__What the task asks__.
As the lines appear below, please set them down exactly, starting at the first and finishing with the one containing "tag the round window".
= = =
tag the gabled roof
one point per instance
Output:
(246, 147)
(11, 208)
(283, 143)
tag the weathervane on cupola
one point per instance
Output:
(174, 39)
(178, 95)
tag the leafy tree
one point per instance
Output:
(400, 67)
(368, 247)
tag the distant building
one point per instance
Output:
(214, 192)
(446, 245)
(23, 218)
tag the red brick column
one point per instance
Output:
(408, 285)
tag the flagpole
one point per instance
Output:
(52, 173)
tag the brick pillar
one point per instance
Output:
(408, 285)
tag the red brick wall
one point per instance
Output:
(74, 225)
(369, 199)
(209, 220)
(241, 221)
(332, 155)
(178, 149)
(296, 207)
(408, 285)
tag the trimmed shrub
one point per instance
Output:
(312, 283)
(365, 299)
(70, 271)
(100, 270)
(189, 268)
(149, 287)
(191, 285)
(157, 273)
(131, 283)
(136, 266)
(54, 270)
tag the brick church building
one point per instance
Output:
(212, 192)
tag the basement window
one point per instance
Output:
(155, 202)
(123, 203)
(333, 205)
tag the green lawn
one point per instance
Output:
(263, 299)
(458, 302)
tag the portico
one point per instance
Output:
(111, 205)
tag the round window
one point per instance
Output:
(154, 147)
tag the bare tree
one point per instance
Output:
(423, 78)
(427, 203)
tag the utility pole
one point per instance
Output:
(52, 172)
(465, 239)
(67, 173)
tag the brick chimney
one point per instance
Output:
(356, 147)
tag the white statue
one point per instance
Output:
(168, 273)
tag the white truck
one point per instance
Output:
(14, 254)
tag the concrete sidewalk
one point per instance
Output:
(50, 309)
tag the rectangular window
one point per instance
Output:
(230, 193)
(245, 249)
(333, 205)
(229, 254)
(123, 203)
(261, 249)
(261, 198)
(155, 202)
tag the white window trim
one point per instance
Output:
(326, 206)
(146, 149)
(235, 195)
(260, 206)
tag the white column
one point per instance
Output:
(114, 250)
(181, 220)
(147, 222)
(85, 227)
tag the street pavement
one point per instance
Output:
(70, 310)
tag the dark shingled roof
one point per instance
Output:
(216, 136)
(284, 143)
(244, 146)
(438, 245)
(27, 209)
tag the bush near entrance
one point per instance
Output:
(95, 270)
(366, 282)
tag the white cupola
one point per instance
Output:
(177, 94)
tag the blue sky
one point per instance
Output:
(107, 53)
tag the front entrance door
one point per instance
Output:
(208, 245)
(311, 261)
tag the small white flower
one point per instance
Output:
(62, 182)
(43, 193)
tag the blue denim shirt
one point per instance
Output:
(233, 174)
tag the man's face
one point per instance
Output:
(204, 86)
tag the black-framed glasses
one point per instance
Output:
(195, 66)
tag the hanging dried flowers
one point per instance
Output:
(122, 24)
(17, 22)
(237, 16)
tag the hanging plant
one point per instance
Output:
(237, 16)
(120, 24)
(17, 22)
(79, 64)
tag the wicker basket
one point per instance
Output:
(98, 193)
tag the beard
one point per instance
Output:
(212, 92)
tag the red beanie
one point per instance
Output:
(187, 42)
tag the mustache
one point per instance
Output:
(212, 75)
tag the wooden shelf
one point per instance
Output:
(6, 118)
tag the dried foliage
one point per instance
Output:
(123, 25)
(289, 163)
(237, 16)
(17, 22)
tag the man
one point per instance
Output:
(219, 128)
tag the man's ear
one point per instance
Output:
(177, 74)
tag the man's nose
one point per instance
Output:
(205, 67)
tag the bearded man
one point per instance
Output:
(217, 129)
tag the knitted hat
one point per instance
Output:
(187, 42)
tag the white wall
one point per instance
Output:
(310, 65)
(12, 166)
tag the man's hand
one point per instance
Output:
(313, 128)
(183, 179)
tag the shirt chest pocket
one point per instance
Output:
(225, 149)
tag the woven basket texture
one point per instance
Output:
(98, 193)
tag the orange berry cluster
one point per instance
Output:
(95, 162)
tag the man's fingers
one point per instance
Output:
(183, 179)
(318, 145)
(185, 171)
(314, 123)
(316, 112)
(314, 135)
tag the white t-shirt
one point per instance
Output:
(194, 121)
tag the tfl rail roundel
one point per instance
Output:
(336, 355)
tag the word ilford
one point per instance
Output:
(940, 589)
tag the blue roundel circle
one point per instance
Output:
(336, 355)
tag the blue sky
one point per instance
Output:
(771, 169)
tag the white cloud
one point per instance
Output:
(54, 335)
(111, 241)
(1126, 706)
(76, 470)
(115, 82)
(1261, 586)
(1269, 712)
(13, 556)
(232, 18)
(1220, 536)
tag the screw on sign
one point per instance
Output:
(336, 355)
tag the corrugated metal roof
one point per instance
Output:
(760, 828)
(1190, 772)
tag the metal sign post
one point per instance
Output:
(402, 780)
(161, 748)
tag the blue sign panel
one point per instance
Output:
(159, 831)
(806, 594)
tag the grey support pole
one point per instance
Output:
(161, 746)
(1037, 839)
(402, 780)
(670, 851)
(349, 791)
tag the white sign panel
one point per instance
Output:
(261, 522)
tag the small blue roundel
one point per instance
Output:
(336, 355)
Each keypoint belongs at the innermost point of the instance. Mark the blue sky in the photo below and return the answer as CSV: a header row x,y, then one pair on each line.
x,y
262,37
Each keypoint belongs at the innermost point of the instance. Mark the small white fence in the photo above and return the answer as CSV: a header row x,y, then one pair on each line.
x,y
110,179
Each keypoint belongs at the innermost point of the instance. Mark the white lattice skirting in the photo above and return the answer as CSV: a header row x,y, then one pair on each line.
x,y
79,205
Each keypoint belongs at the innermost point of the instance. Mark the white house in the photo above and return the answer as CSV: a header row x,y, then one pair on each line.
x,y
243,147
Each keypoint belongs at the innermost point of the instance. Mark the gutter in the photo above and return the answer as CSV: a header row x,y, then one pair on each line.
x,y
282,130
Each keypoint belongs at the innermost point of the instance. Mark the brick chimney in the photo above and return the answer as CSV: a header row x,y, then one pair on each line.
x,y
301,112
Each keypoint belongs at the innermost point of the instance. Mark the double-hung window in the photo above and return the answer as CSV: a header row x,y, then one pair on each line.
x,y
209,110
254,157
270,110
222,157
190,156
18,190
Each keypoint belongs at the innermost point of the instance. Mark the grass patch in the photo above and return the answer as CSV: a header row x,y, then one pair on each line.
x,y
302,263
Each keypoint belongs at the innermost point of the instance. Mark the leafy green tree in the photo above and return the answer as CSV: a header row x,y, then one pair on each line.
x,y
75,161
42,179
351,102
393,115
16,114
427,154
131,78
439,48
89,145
= = =
__Exercise answer__.
tag the gabled roof
one point per instance
Output:
(246, 147)
(11, 208)
(283, 143)
tag the weathervane on cupola
one point per instance
Output:
(174, 39)
(178, 95)
tag the leafy tree
one point per instance
Output:
(400, 67)
(368, 247)
tag the distant building
one point per instance
Output:
(214, 192)
(446, 245)
(23, 218)
tag the red brick column
one point per instance
Output:
(408, 285)
tag the flagpole
one point per instance
Output:
(52, 173)
tag the brick pillar
one point per instance
Output:
(408, 285)
tag the red brick wall
one point per instance
Output:
(74, 225)
(369, 199)
(209, 220)
(241, 221)
(332, 155)
(178, 149)
(296, 207)
(408, 285)
tag the trimmed shrub
one point per instance
Output:
(312, 283)
(365, 299)
(70, 271)
(100, 270)
(189, 268)
(149, 287)
(191, 285)
(157, 273)
(131, 283)
(136, 266)
(54, 270)
tag the brick church building
one point per instance
Output:
(212, 192)
tag the basement window
one point per instance
Output:
(155, 202)
(123, 203)
(333, 205)
tag the green lawn
one point per instance
Output:
(263, 299)
(458, 302)
tag the portico
one point per instance
Output:
(111, 205)
tag the round window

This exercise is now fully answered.